## Stated task:
Copy the material starting at the line with "[locate] the black car" and ending after the line with "(324, 1024)", substituting "lamp fixture" for "floodlight fixture" and keeping everything else unchanged.

Data entries
------
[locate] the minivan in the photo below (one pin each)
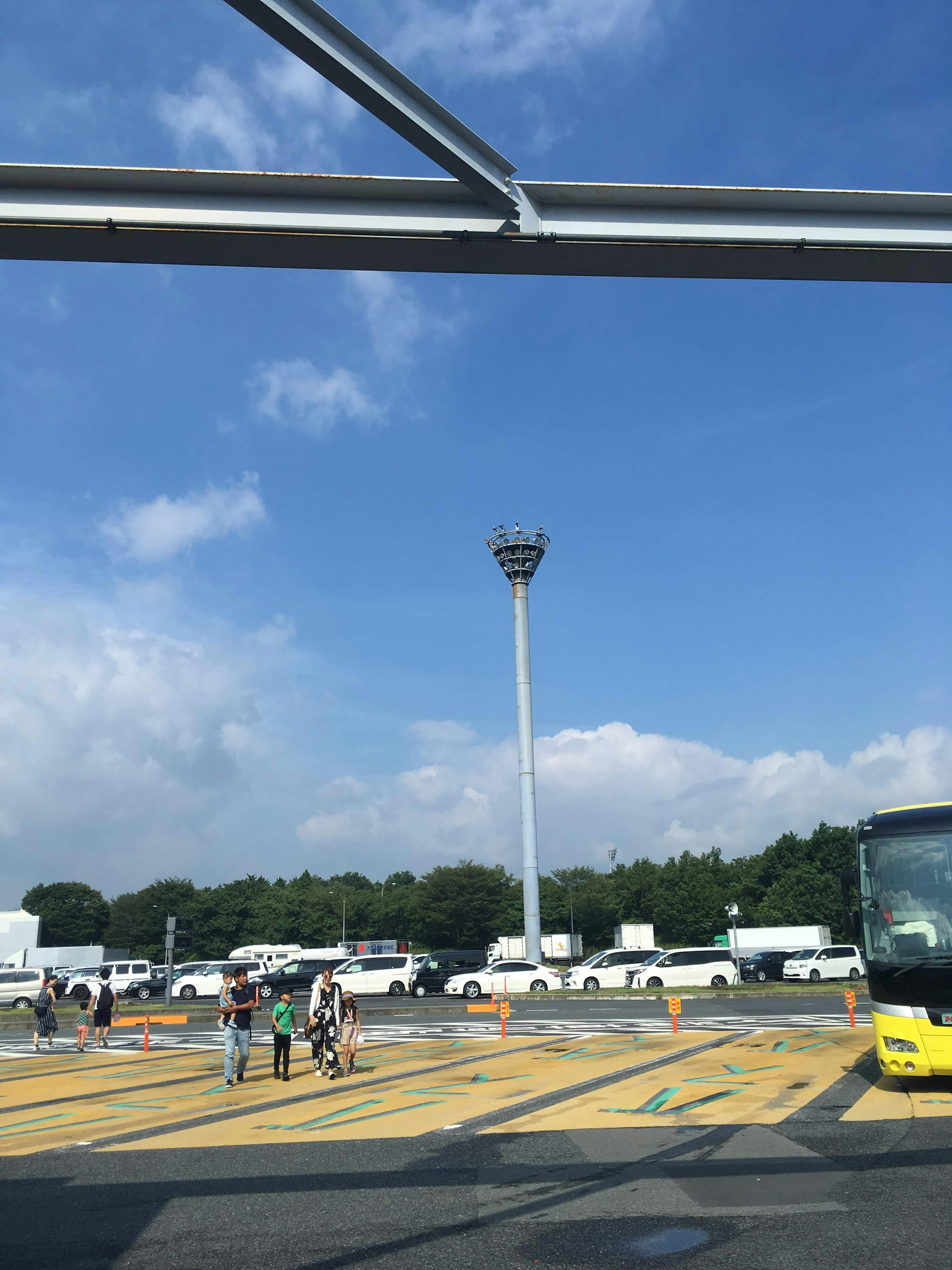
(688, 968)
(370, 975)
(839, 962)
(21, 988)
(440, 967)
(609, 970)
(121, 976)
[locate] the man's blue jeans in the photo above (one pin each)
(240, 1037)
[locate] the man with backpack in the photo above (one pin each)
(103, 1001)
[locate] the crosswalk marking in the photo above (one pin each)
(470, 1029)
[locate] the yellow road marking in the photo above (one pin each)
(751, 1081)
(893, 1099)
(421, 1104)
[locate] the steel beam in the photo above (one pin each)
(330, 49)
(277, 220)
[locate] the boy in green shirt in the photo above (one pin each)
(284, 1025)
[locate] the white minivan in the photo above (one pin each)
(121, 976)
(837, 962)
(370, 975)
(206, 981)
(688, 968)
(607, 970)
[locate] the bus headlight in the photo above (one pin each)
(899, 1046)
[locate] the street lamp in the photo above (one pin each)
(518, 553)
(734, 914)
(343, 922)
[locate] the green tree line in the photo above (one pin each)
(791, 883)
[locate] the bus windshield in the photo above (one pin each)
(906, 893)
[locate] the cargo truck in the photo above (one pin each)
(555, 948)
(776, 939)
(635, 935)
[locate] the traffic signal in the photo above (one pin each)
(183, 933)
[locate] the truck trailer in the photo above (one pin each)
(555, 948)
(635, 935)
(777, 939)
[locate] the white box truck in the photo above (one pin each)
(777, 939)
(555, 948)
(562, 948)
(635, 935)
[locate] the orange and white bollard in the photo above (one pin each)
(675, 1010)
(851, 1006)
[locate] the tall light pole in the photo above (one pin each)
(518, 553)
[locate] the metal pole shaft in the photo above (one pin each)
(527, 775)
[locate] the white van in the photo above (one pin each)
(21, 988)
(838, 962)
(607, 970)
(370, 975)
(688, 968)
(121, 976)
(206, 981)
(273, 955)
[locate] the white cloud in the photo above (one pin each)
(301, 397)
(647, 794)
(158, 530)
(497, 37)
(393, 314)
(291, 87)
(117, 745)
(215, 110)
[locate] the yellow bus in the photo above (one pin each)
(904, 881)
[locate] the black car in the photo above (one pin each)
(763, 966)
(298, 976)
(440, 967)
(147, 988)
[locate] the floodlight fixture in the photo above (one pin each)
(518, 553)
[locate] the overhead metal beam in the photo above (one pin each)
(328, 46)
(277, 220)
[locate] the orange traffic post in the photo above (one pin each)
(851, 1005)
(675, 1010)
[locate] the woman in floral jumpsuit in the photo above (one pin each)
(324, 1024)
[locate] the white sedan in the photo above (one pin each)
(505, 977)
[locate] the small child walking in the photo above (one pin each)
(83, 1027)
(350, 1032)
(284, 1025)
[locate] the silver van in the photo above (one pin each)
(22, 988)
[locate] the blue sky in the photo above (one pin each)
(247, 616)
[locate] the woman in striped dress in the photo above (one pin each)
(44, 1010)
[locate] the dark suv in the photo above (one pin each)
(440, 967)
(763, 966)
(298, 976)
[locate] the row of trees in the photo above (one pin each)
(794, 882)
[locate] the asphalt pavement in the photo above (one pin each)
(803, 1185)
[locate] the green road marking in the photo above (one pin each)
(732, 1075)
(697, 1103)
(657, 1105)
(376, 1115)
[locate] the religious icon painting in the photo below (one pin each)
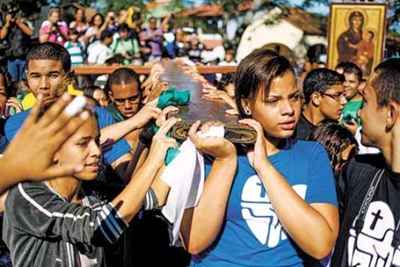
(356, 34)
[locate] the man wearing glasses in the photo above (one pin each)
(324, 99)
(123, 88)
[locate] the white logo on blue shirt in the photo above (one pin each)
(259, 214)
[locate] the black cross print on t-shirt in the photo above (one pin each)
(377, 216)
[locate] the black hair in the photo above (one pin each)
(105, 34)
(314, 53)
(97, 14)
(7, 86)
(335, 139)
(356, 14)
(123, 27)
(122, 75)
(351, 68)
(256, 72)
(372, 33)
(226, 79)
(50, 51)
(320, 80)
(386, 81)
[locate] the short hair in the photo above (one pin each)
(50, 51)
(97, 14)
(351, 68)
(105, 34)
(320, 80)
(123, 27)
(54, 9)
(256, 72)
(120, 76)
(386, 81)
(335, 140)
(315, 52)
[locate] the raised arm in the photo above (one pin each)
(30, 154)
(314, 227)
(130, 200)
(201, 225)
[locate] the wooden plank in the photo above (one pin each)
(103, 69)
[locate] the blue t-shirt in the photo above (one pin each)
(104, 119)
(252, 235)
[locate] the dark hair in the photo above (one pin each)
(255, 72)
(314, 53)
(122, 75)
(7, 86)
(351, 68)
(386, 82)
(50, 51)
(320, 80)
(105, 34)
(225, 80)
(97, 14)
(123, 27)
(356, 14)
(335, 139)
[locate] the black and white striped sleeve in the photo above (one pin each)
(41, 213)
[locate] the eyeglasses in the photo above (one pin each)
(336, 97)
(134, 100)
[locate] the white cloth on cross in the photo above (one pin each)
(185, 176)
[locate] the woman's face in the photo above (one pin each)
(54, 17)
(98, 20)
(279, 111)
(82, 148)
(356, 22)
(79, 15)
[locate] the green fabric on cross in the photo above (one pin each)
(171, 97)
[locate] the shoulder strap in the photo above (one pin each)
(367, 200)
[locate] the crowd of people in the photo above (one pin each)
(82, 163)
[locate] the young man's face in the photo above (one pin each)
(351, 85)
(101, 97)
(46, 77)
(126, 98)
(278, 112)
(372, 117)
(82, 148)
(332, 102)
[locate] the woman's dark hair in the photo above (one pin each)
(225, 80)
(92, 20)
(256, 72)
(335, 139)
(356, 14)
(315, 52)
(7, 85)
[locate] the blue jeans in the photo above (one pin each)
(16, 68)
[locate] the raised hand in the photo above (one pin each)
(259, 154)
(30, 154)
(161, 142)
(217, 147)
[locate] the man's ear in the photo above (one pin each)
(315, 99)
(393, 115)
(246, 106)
------
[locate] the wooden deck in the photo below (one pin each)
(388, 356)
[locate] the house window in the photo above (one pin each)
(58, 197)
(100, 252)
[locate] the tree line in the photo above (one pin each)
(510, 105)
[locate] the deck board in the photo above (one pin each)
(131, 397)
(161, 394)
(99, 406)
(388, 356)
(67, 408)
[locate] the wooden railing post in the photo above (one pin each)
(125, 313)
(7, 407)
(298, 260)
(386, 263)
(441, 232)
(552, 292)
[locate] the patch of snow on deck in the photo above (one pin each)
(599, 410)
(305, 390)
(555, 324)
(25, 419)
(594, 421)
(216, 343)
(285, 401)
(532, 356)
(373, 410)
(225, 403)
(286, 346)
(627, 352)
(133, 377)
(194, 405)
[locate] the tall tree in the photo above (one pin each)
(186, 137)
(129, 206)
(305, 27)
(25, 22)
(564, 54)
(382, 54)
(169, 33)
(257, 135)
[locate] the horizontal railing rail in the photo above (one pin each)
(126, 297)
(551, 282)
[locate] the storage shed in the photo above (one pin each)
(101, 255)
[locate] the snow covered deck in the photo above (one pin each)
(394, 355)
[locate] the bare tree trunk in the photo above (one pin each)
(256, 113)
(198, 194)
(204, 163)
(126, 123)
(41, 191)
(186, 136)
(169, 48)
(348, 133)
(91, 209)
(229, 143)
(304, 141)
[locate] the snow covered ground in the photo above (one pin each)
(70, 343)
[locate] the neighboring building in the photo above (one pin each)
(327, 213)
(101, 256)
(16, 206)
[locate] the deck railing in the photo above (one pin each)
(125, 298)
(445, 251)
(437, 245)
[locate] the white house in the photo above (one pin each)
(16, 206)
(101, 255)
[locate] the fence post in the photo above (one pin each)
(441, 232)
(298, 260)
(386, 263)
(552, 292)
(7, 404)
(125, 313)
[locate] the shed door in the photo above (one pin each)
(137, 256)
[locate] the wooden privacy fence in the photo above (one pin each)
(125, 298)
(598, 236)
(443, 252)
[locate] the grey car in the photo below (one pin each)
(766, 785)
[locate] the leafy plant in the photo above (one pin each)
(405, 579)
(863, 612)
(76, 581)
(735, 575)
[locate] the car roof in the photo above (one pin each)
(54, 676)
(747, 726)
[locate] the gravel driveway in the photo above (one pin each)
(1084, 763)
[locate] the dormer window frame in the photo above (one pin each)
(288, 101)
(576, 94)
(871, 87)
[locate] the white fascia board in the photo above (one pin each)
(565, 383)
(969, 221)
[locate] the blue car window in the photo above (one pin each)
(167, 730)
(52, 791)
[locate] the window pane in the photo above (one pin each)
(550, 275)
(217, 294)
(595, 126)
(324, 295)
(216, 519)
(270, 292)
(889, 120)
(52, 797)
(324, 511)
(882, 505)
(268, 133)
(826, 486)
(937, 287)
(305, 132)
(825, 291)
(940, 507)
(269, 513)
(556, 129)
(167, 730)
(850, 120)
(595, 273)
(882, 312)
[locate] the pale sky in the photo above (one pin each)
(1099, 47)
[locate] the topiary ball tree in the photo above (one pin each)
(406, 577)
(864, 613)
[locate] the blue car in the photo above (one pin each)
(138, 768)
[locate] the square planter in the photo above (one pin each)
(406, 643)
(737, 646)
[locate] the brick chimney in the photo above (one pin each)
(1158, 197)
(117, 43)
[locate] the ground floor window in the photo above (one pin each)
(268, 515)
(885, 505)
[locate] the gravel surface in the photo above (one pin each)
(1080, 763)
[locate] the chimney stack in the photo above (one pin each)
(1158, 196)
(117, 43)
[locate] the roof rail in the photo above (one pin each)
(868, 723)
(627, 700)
------
## In response:
[locate] the black car in the photo above (one pin each)
(763, 966)
(298, 976)
(440, 967)
(147, 988)
[locate] the lamp fixture in the photo above (one pin each)
(518, 553)
[locate] the overhead metal beam in the photo above (one pin each)
(328, 46)
(277, 220)
[locate] the orange traffic post in the photo above (one pin each)
(851, 1005)
(675, 1010)
[locate] the woman in floral jumpsuit in the photo above (one pin each)
(324, 1024)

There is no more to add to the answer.